Rewrite the data below with every "utility pole" changed to "power pole" and nothing else altered, and leave the pictures out of your answer.

· · ·

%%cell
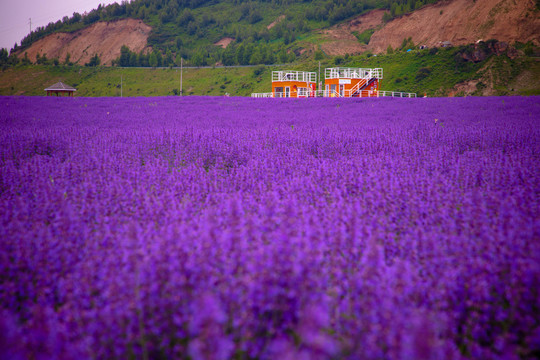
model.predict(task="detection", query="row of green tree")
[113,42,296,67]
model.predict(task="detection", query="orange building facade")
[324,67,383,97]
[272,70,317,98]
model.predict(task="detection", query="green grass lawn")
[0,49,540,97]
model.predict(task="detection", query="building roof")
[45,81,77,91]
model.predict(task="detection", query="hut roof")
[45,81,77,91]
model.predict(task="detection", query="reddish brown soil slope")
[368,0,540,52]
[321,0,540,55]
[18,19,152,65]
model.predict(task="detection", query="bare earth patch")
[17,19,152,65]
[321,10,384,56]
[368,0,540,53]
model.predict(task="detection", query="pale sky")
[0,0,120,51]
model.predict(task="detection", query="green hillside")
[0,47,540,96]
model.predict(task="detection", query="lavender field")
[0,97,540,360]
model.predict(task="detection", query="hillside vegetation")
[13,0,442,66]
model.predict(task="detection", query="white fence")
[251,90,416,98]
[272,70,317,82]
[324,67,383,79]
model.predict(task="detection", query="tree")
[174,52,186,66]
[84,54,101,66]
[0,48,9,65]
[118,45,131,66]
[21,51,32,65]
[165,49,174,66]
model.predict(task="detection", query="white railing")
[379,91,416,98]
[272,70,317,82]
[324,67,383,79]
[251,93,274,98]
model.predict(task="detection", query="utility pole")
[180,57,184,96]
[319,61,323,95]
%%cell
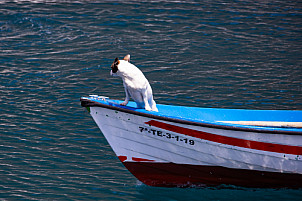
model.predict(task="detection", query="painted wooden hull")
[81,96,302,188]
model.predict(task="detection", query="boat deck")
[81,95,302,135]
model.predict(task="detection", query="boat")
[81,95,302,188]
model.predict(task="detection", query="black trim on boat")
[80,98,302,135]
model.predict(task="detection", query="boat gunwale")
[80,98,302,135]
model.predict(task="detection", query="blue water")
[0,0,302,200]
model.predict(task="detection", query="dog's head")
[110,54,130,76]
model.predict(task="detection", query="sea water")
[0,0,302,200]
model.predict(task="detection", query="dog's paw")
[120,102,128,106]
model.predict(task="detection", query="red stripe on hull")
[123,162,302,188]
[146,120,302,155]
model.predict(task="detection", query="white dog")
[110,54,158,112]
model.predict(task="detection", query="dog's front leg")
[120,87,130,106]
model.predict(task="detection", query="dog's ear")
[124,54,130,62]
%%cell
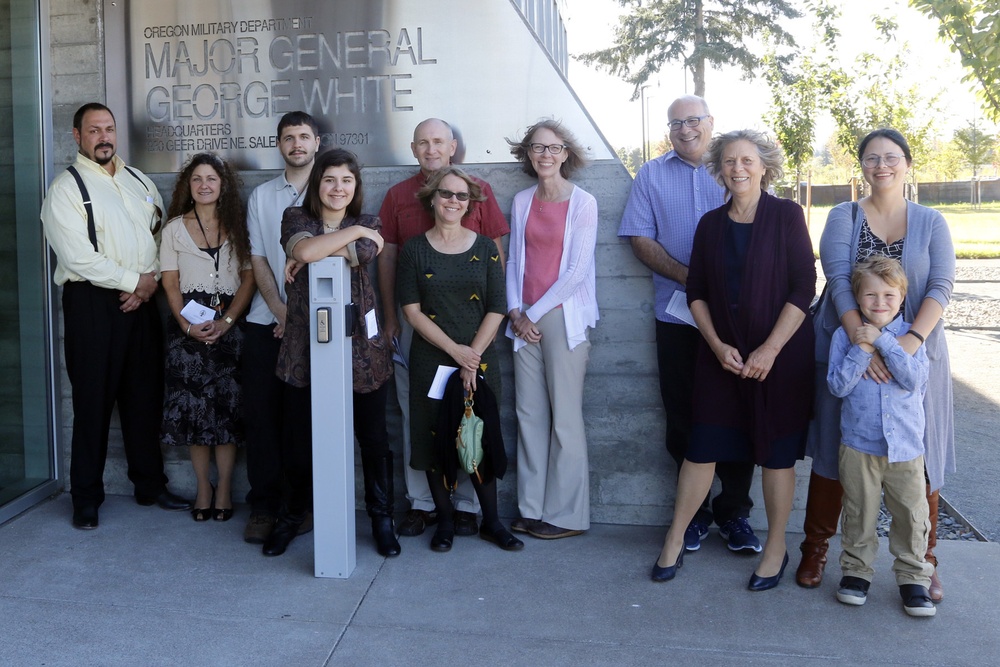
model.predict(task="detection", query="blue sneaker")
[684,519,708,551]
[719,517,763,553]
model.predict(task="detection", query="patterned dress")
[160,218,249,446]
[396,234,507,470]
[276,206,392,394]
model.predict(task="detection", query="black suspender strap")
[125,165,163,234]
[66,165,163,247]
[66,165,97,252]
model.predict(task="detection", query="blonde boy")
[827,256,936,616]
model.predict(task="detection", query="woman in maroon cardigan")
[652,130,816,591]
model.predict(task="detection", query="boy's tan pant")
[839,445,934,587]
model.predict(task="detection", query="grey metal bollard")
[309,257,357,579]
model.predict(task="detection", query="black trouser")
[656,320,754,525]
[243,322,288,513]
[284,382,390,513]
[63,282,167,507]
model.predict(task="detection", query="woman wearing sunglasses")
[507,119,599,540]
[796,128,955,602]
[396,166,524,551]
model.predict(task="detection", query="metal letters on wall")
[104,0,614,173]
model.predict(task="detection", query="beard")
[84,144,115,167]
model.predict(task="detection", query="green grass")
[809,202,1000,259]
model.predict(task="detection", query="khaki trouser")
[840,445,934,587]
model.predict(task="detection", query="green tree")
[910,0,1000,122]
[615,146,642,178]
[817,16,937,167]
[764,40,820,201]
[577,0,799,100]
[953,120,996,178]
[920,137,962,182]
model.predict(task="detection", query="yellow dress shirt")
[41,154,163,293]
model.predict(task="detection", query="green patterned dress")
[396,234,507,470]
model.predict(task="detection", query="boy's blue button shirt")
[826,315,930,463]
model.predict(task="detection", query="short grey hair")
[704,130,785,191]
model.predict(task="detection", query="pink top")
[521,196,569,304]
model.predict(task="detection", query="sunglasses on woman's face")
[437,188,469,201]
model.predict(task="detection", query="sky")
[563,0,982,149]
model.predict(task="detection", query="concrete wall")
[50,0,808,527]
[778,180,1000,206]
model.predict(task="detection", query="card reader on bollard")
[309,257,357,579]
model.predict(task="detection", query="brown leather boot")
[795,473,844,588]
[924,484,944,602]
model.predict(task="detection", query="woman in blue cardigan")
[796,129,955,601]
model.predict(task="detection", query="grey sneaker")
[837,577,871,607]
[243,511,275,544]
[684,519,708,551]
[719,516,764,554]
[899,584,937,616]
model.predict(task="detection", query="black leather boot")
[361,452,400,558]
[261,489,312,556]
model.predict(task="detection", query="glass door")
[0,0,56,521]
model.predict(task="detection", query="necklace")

· · ·

== SOLUTION ==
%%cell
model.predict(task="detection", query="row of green tree")
[113,42,296,67]
model.predict(task="detection", query="orange building facade")
[324,67,383,97]
[272,70,317,98]
model.predict(task="detection", query="green grass lawn")
[0,49,540,97]
model.predict(task="detection", query="building roof")
[45,81,77,91]
model.predict(task="detection", query="hut roof")
[45,81,77,91]
model.predict(task="detection", query="reddish brown soil slope")
[368,0,540,52]
[321,0,540,55]
[18,19,152,65]
model.predict(task="detection", query="bare earth patch")
[17,19,152,65]
[321,10,384,56]
[368,0,540,53]
model.predict(task="detection", query="pale sky")
[0,0,120,51]
model.predict(task="detection", query="green hillside")
[0,47,540,96]
model.predict(task="detection", query="lavender field")
[0,97,540,360]
model.predict(task="detection", query="hillside vegetation")
[13,0,442,66]
model.predict(task="detection", query="white fence")
[251,90,416,98]
[272,70,317,82]
[324,67,383,79]
model.predict(task="detection", query="tree")
[174,52,186,66]
[84,54,101,66]
[0,48,9,65]
[118,45,131,66]
[21,51,32,65]
[165,49,174,66]
model.predict(task="detection", query="white railing")
[379,91,416,98]
[272,70,317,82]
[324,67,383,79]
[251,93,274,98]
model.predict(task="detection", query="power pole")
[180,57,184,96]
[319,61,323,95]
%%cell
model.predict(task="detection", query="painted wooden hull")
[81,96,302,188]
model.predict(task="detection", query="boat deck")
[81,95,302,135]
model.predict(task="detection", query="boat")
[81,95,302,188]
model.predict(task="detection", query="black trim on boat")
[80,98,302,135]
model.predict(task="detection", query="boat gunwale")
[80,98,302,135]
model.predict(task="detection", query="blue water")
[0,0,302,200]
model.predict(task="detection", query="dog's head")
[110,54,130,76]
model.predict(task="detection", query="sea water")
[0,0,302,200]
model.predict(task="detection", query="dog's paw")
[120,102,128,106]
model.predict(task="detection", query="red stripe on hull")
[123,162,302,188]
[146,120,302,155]
model.predict(task="detection", query="white dog")
[110,54,158,112]
model.predict(task="detection", query="dog's front leg")
[120,87,130,106]
model.predict(task="detection", query="dog's ear")
[124,54,130,62]
%%cell
model.predict(task="detection", query="blue sneaker")
[684,519,708,551]
[719,517,763,553]
model.predict(task="detection", query="patterned dress")
[160,218,249,446]
[396,234,507,470]
[276,206,392,394]
model.predict(task="detection", query="black suspender strap")
[125,165,163,234]
[66,165,163,247]
[66,165,97,252]
model.predict(task="detection", query="blonde boy")
[827,256,936,616]
model.predict(task="detection", query="woman in maroon cardigan")
[652,130,816,591]
model.predict(task="detection", query="boy's tan pant")
[839,445,934,587]
model.predict(task="detection", query="grey metal bollard")
[309,257,357,579]
model.predict(task="detection", query="black trouser")
[656,320,754,525]
[243,322,288,513]
[284,382,390,513]
[63,282,167,507]
model.predict(task="detection", query="woman wearing sunglasses")
[507,119,599,540]
[796,128,955,602]
[396,166,524,551]
model.predict(task="detection", query="metal letters on wall")
[104,0,614,173]
model.predict(task="detection", query="beard")
[84,144,115,167]
model.predict(task="detection", query="green grass")
[809,202,1000,259]
model.predict(task="detection", query="khaki trouser")
[840,445,934,587]
model.predict(task="detection", query="green tree")
[910,0,1000,122]
[615,146,642,178]
[817,16,937,167]
[764,40,820,201]
[577,0,799,100]
[953,120,996,178]
[920,137,962,182]
model.predict(task="detection", query="yellow dress shirt")
[41,154,163,293]
model.predict(task="detection", query="green patterned dress")
[396,234,507,470]
model.predict(task="detection", query="boy's blue button shirt")
[826,315,930,463]
model.predict(task="detection", query="short grey hair")
[704,130,785,191]
model.predict(task="detection", query="pink top")
[521,196,569,304]
model.predict(task="detection", query="sunglasses on woman's face")
[437,188,469,201]
model.predict(task="detection", query="sky")
[563,0,982,149]
model.predict(task="detection", query="concrete wall")
[50,0,808,527]
[778,180,1000,206]
model.predict(task="detection", query="card reader on bollard")
[309,257,357,579]
model.predict(task="detection", query="brown leather boot")
[795,473,844,588]
[924,484,944,602]
model.predict(task="detection", query="woman in blue cardigan")
[796,129,955,601]
model.predict(task="detection", query="grey sneaker")
[837,577,871,607]
[243,511,275,544]
[684,519,708,551]
[719,516,764,554]
[899,584,937,616]
model.predict(task="detection", query="black leather boot")
[361,452,400,558]
[261,489,312,556]
model.predict(task="detection", query="glass door")
[0,0,56,521]
model.predict(task="detection", query="necklace")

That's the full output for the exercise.